**TASK DATA:**

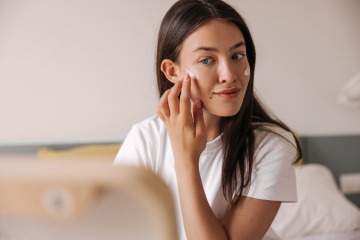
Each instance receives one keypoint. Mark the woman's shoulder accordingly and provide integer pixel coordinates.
(152, 124)
(271, 136)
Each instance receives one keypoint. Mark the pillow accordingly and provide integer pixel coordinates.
(85, 152)
(321, 207)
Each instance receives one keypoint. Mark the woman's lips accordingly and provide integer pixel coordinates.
(228, 93)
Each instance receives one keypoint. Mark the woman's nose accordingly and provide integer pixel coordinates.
(227, 73)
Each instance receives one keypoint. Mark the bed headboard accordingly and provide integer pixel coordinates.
(341, 154)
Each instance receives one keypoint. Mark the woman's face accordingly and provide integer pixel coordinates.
(216, 52)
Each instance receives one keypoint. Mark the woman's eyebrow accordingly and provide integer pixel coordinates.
(213, 49)
(239, 44)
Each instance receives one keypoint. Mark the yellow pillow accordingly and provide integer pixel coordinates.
(95, 151)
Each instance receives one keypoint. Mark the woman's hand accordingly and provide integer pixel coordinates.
(184, 122)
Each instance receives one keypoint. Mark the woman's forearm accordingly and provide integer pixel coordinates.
(199, 220)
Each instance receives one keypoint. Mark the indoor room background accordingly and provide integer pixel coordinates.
(82, 72)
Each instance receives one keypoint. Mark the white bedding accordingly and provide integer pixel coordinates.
(351, 235)
(322, 211)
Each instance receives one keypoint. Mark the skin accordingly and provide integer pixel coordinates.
(216, 51)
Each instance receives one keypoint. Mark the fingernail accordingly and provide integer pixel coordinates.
(187, 77)
(198, 103)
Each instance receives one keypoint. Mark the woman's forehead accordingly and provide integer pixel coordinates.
(214, 34)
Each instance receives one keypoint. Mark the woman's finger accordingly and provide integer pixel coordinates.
(199, 123)
(185, 104)
(163, 107)
(173, 98)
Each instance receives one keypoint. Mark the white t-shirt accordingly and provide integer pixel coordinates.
(273, 175)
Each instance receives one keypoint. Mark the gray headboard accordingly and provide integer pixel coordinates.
(341, 154)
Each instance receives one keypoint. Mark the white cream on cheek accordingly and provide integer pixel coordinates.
(192, 74)
(247, 71)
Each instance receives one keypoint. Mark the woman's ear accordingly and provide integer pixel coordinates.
(170, 70)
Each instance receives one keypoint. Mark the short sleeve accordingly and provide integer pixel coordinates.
(273, 174)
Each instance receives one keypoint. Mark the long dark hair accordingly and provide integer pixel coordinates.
(238, 131)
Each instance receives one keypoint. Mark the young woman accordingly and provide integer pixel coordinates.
(228, 162)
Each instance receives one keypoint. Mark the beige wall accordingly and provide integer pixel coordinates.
(82, 71)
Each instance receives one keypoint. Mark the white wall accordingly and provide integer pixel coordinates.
(307, 51)
(82, 71)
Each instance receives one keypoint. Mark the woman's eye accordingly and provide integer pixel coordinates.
(206, 60)
(237, 56)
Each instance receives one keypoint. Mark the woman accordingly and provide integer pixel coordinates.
(228, 162)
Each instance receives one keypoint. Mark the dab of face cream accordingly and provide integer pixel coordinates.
(247, 71)
(192, 75)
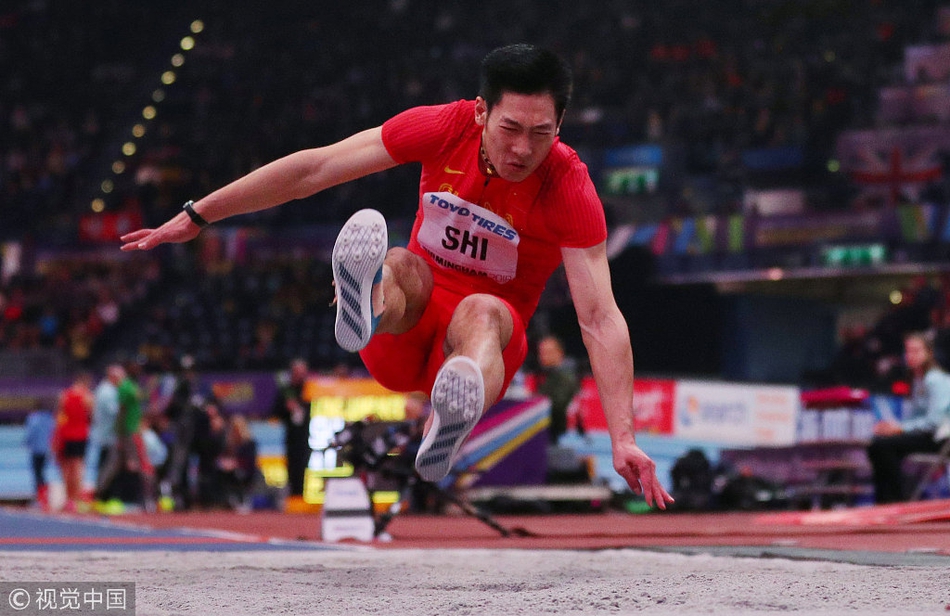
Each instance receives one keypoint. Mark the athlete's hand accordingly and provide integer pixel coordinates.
(177, 230)
(640, 472)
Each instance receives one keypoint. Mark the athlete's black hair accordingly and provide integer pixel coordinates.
(526, 69)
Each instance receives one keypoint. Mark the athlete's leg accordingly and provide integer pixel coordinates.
(407, 286)
(471, 379)
(364, 272)
(480, 329)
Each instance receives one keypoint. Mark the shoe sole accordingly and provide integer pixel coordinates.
(457, 400)
(357, 259)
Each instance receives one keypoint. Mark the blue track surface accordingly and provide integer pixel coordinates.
(25, 531)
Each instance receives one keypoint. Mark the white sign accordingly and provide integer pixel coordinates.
(736, 414)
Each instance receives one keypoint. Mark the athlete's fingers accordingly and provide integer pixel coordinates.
(134, 236)
(134, 240)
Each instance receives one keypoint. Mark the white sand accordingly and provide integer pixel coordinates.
(510, 582)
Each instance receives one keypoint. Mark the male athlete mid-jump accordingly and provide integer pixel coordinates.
(502, 203)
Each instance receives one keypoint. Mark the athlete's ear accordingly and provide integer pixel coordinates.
(481, 111)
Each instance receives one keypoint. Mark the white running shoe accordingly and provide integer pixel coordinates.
(357, 261)
(457, 400)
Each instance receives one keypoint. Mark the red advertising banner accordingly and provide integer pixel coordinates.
(653, 401)
(108, 227)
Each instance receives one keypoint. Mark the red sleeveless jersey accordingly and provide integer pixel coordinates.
(74, 424)
(483, 234)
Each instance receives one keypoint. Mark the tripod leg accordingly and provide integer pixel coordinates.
(473, 511)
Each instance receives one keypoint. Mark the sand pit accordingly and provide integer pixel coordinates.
(502, 582)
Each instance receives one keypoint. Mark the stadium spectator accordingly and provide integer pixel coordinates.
(916, 433)
(558, 380)
(238, 472)
(293, 412)
(105, 411)
(37, 436)
(71, 437)
(128, 457)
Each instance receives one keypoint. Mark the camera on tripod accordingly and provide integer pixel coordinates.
(375, 445)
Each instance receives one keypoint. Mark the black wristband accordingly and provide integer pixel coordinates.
(195, 216)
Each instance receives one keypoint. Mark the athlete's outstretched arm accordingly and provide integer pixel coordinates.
(611, 358)
(295, 176)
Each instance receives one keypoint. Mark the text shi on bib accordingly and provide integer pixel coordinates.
(469, 238)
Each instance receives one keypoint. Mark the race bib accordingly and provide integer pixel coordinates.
(466, 237)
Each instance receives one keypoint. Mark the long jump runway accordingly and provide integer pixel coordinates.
(879, 560)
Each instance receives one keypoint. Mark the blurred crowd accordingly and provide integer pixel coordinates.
(152, 443)
(72, 304)
(872, 357)
(264, 80)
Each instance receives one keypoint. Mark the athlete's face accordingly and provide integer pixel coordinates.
(517, 133)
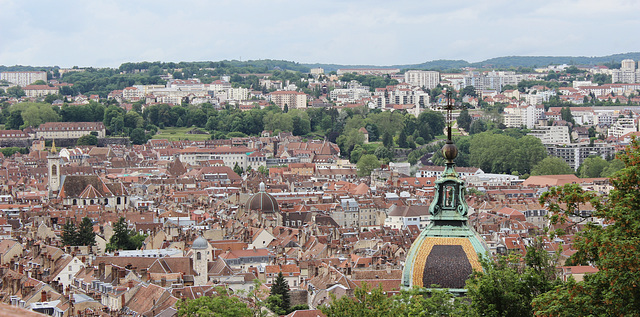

**WORK TO BE COMPLETED:** Find every row above that contains the string "white" and copy each one in full. Case counts.

**ANSWER:**
Each instance receives one keypoint. Mark the white bedding accordingly and provide integer pixel coordinates.
Each instance receives one keypoint. Mark the white t-shirt accordingly and provide integer pixel coordinates.
Each instance receives one keypoint. Mark the white cream on cheek accordingly and provide integer pixel coordinates.
Each instance receives one keypoint. Mark the white wall accordingly and provide integer pixel coordinates.
Each instance receives one keypoint. Mark the white sign accordingly and provide integer pixel coordinates.
Each instance receives one keypoint. Mark the white sand accordingly and provide integer pixel coordinates.
Each instance receives one keypoint. Mark the white running shoe accordingly and provide integer pixel coordinates.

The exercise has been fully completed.